───── Data records ─────

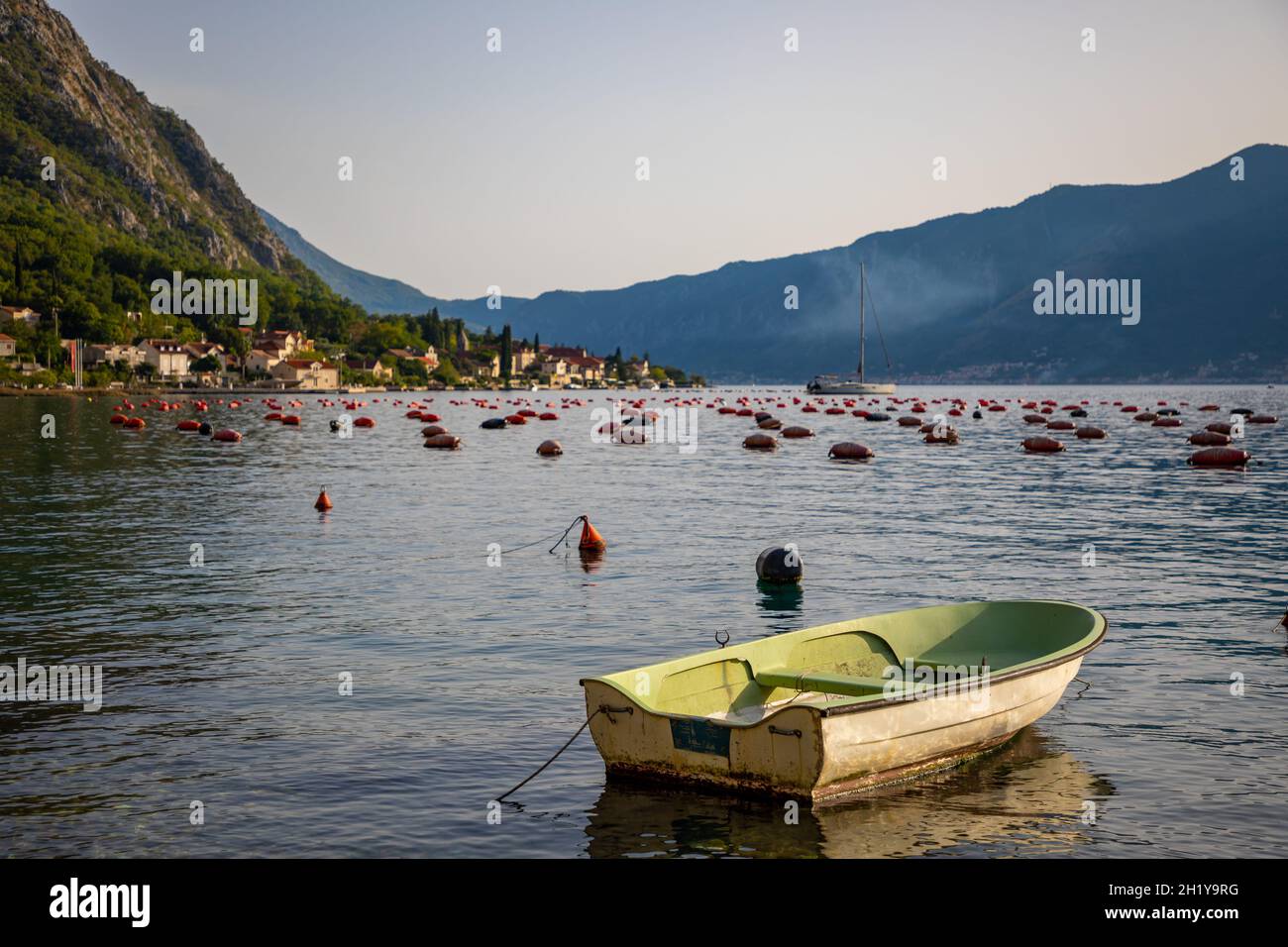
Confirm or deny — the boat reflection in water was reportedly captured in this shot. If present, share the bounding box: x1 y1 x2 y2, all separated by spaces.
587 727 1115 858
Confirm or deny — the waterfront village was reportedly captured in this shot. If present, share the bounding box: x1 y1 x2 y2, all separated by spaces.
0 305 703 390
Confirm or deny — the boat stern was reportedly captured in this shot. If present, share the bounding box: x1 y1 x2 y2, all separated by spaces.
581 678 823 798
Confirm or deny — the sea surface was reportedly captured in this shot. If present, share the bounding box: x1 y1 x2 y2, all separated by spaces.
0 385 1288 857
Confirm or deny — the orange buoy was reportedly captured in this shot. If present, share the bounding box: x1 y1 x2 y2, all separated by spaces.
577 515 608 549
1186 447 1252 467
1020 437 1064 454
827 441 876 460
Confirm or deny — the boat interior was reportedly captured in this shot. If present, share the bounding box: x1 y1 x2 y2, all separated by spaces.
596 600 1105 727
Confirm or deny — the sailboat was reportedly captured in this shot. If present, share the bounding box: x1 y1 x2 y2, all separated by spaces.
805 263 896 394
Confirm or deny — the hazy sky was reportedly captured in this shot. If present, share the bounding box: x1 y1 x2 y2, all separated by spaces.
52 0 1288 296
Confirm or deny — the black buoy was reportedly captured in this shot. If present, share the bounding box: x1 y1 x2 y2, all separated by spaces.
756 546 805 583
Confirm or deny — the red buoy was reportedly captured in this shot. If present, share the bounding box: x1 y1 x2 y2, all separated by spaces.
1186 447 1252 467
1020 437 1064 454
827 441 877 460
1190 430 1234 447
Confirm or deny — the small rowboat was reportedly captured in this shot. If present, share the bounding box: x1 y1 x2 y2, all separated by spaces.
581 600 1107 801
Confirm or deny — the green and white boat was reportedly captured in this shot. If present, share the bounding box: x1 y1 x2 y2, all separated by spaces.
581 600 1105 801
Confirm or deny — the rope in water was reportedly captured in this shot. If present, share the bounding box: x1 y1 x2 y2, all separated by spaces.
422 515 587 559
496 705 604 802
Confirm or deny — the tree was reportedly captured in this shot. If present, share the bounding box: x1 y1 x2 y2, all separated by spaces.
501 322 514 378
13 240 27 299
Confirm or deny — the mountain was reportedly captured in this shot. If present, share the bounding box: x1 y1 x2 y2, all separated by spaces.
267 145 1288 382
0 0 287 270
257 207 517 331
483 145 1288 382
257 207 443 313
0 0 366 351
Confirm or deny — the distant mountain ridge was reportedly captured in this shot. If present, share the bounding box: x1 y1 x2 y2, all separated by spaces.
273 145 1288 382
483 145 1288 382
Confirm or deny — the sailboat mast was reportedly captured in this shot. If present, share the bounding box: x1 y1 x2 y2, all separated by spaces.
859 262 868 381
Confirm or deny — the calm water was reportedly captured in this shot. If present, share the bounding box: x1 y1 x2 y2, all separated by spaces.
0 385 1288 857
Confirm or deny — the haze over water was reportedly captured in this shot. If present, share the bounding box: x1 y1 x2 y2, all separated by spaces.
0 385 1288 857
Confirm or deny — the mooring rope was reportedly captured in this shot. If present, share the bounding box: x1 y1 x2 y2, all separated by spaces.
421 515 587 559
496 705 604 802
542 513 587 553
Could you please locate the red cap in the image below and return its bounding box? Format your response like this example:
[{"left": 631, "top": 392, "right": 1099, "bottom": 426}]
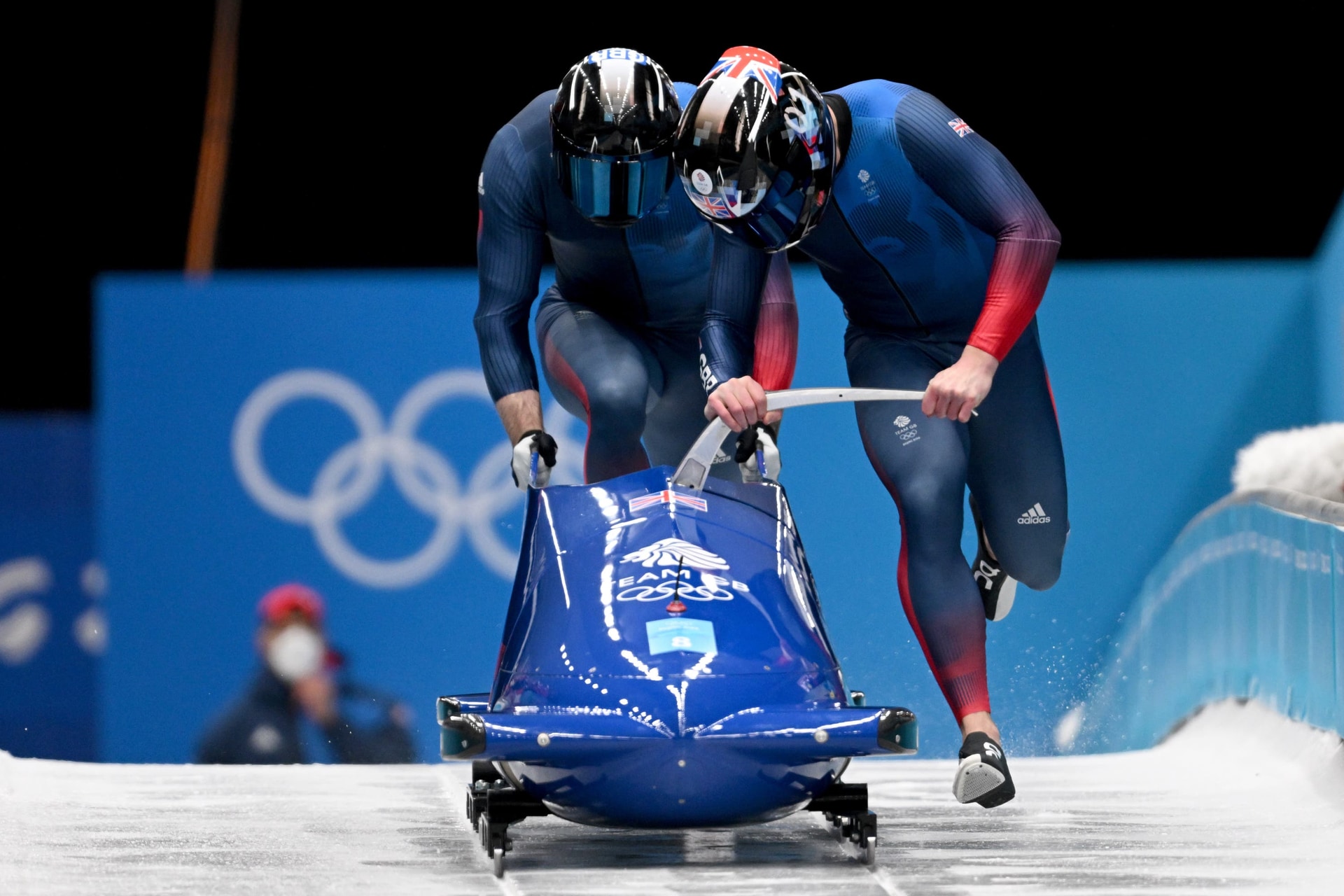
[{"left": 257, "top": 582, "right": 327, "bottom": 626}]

─────
───── Data records ─────

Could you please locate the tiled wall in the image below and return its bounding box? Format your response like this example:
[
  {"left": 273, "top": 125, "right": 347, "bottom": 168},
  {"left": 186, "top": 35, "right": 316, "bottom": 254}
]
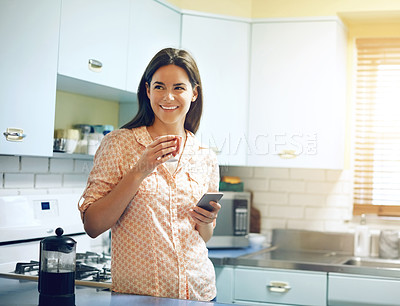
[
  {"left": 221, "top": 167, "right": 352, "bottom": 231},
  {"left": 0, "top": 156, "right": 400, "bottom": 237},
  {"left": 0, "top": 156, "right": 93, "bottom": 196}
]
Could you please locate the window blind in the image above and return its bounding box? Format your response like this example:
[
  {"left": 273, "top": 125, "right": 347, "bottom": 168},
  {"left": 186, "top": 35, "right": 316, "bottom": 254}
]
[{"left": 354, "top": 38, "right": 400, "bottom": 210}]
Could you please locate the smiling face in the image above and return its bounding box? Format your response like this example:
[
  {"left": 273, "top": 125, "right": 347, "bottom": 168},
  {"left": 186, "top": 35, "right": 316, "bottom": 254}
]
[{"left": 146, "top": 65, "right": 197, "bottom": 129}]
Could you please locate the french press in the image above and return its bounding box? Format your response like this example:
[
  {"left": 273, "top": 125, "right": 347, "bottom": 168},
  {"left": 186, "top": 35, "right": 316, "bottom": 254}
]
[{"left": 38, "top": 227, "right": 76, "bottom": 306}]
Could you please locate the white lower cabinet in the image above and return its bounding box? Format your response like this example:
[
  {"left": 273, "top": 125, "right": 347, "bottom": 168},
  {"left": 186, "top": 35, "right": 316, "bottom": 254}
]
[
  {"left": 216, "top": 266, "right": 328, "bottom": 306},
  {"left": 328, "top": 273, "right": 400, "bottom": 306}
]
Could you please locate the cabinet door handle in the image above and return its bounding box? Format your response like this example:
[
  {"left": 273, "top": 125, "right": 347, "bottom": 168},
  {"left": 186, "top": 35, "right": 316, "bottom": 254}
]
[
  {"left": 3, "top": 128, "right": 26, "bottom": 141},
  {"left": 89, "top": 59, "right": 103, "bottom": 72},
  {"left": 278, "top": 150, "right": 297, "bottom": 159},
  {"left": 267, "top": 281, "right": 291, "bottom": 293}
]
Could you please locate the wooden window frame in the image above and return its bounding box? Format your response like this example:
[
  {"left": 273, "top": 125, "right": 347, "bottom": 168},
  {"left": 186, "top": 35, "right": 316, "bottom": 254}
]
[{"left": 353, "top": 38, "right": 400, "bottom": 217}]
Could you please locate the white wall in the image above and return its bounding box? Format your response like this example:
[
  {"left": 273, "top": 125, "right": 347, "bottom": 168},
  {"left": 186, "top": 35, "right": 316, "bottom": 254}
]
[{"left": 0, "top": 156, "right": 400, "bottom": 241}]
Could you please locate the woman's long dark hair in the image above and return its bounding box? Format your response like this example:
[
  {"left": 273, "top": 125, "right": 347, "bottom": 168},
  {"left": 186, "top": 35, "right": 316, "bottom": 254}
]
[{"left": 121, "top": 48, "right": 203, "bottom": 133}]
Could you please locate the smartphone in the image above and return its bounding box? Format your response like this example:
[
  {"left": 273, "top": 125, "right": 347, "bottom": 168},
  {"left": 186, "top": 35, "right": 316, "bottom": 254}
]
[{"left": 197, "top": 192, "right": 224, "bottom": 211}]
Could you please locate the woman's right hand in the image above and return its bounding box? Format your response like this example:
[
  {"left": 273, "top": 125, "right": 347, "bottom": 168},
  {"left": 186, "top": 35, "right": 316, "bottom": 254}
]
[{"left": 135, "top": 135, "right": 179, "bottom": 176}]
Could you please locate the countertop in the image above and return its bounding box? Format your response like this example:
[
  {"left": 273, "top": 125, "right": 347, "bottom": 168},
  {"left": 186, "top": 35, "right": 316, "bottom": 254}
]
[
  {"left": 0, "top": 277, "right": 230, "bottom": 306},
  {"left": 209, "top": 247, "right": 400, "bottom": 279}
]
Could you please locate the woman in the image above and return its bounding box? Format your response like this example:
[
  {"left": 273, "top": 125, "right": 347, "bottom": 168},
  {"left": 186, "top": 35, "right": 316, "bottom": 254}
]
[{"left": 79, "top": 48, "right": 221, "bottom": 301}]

─────

» **What is needed**
Reproduce verbatim the stretch of material above from the line containing "Confirm or deny — the boat reflection" through the line containing "805 263 896 394", including both of those lines.

» **Right answer**
Confirm or deny — the boat reflection in water was reportedly captured in this shot. If present, share the bounding box: x1 y1 x2 y2, all separated by spaces.
587 727 1115 858
Confirm or deny — the waterfront village was reportedly captured in this shot. If present, share the bounding box: x1 y1 x2 y2, all separated by spaces.
0 305 703 390
Confirm or deny — the boat stern was reportedly captured in this shot. If present, share the bounding box: x1 y1 x2 y2, all separated by spaces.
581 678 823 798
Confirm or deny — the sea surface was reportedly captured in this shot. If present, share the bounding box: x1 y1 x2 y2, all separated by spaces.
0 385 1288 857
Confirm or deny — the orange buoy was reportedly captured in this shot. If present, share the bounding box: x1 y1 x2 y2, all separated by spaces.
577 515 608 549
1186 447 1252 467
1020 437 1064 454
827 441 876 460
Confirm or deny — the boat interior was reportedly captured in this shot. If present, share the bounding box: x1 y1 x2 y2, all separated by spaces.
596 600 1105 727
Confirm or deny — the sailboat was reportedly captured in this shot. If present, share the bounding box: x1 y1 x2 y2, all separated by spaces.
805 263 896 394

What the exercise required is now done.